Task statement
The metadata-check documentation includes a sample summary report. List every PDF that this report names as problematic, along with the failure reason it gives for each.

Passage

-------

This tool:
- Removes redundant sidecars (those where all fields are empty)
- Checks if there are any conflicting metadata (sidecar metadata differ from file metadata)
- Tests PDFs and creates sidecar files for problematic ones
- Incorporates metadata into PDFs for those PDFs where metadata can be written directly into the PDF
- Generates a full report
Use cases
When you have cleaned up some of your metadata outside of Libiry (for example in Obsidian), your sidecars may have become empty shells. With this tool you can delete empty sidecars completely.
Some PDFs have encryption, unusual structures or other characteristics that prevent direct metadata editing. This tool identifies PDFs that cannot read or write metadata directly, and automatically creates OPF files for them.
Usage
There are 3 executables with which you can start this function:
- check_and_consolidate_metadata.bat - Windows (double click)
- check_and_consolidate_metadata.sh - Linux/macOS (bash)
- check_and_consolidate_metadata.ps1 - PowerShell (cross platform)
Basic usage
python check_pdf_tags.py [folder]If no folder is specified, the function scans the current directory.
Examples
# Scan C:\Books and all subfolders
python check_pdf_tags.py "C:\Books"
# Scan current folder
python check_pdf_tags.py
# Scan specific subfolder
python check_pdf_tags.py "C:\Books\Technical"Using virtual environment (Windows)
cd C:\Libiry
venv\Scripts\python.exe check_pdf_tags.py "C:\Books"Output
Progress display
Scanning folder: C:\Books
Found 42 PDF files. Testing tag support...
[1/42] Testing: document1.pdf... OK
[2/42] Testing: document2.pdf... FAILED: Incremental save failed
-> Created OPF buddy file
[3/42] Testing: document3.pdf... OK
...
Summary report
============================================================
Results:
Total PDFs: 42
Tag support OK: 38
Tag support FAILED: 4
Problematic PDFs:
- C:\Books\old_scan.pdf: Incremental save failed
- C:\Books\encrypted.pdf: Permission denied
- C:\Books\complex.pdf: Tag not found after save
- C:\Books\corrupted.pdf: Unable to open document
OPF buddy files created for 4 PDFs.
Tags for these PDFs will be stored in the OPF files.
What gets tested
Metadata inconsistent?
For language codes, Libiry uses a mapping between ISO 639-1 (2-letter) and ISO 639-2 (3-letter) in file language_codes.txt. You can add custom mappings to the file. When your epub has language code nld, and your sidecar file has NL, that is not seen as inconsistent.

-------

Dataset content
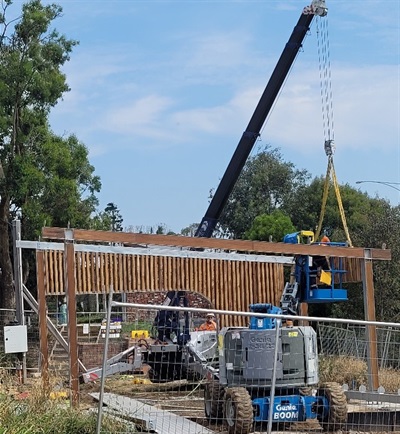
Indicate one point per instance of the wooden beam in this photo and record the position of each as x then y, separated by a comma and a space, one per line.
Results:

-------

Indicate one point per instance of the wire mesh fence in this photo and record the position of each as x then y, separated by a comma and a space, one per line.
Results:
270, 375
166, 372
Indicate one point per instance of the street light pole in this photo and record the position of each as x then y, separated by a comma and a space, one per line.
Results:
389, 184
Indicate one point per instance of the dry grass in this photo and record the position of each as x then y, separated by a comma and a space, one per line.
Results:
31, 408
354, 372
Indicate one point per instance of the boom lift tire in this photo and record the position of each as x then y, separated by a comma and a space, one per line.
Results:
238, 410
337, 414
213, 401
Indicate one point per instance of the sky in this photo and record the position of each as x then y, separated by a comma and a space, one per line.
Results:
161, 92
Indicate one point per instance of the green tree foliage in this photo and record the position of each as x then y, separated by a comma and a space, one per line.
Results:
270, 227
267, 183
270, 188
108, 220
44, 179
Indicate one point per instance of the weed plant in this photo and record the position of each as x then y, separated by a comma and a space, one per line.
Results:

-------

Reply
- C:\Books\old_scan.pdf: Incremental save failed
- C:\Books\encrypted.pdf: Permission denied
- C:\Books\complex.pdf: Tag not found after save
- C:\Books\corrupted.pdf: Unable to open document